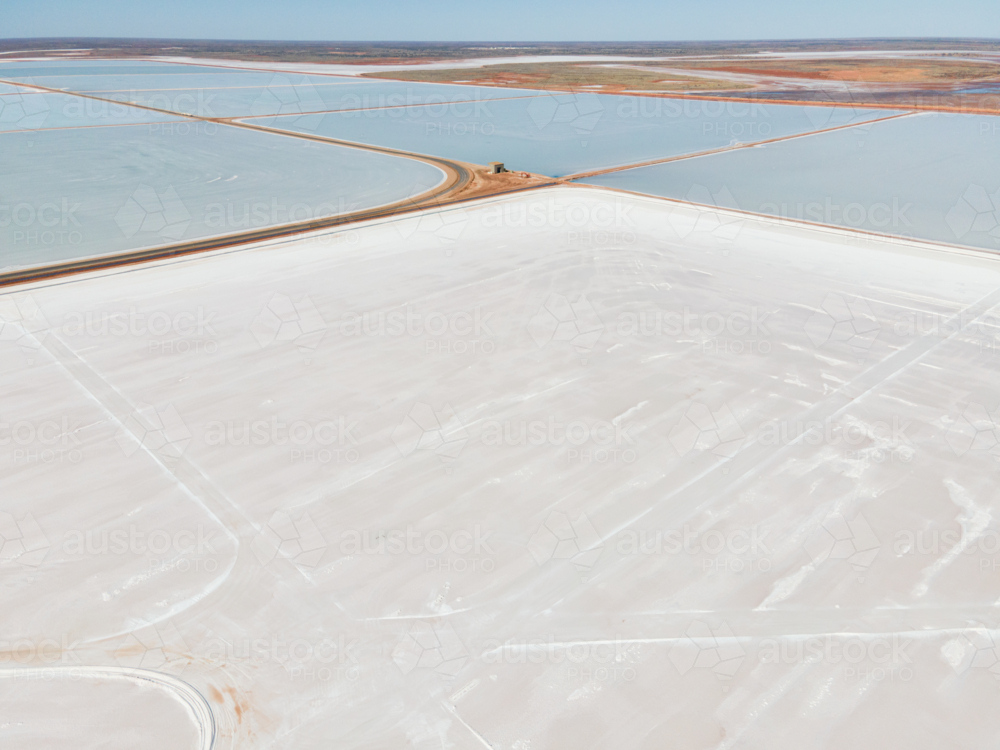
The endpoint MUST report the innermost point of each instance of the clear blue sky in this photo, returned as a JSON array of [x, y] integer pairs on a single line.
[[510, 20]]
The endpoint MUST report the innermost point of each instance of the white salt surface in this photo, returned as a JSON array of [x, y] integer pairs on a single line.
[[766, 521]]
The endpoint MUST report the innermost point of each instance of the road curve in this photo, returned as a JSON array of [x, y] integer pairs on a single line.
[[193, 699]]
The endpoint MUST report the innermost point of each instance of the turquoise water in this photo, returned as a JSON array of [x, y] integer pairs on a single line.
[[560, 135], [932, 176], [90, 192]]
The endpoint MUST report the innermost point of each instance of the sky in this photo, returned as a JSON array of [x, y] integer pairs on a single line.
[[500, 20]]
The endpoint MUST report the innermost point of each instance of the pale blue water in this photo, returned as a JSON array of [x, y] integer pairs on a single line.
[[100, 83], [91, 192], [35, 111], [932, 176], [278, 98], [103, 67], [560, 135]]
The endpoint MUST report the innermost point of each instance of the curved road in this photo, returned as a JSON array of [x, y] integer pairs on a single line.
[[187, 694]]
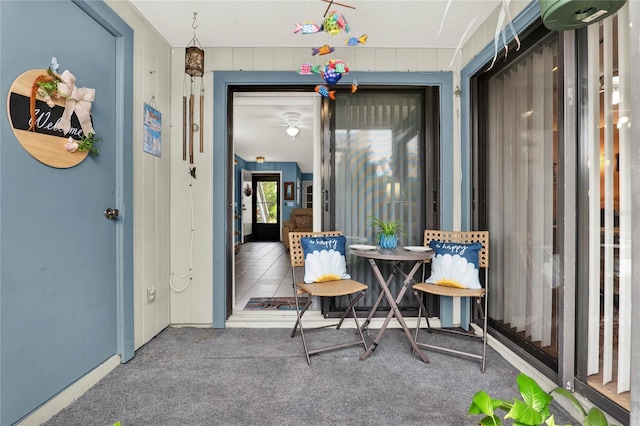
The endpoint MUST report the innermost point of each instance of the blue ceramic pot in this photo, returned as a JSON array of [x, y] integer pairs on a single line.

==========

§ About this task:
No pictures belong in the copy; quote exactly the lines from the line containing "of the curved" through the final line of the material, both ends included.

§ Task answer:
The endpoint MUST report the innermost point of each instance of the curved road in this photo, returned as a JSON array of [x, y] integer pairs on a single line.
[[187, 694]]
The endpoint MUST report the innermost point of each instance of the blue ceramic pot in this photo, returned as a JSON array of [x, y] integer pairs on a single line.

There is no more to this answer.